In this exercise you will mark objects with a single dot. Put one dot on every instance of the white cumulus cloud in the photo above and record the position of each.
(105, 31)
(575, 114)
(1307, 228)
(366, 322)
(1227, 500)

----

Convert the lines above into a JSON array of strings, one string per line, omitting any blank lines.

[
  "In this exercise you will mark objects with a single dot. Put one dot on every instance of the white cumulus cloud in the photo above and record the position of each.",
  "(105, 31)",
  "(575, 114)",
  "(1307, 228)",
  "(366, 322)",
  "(1227, 500)"
]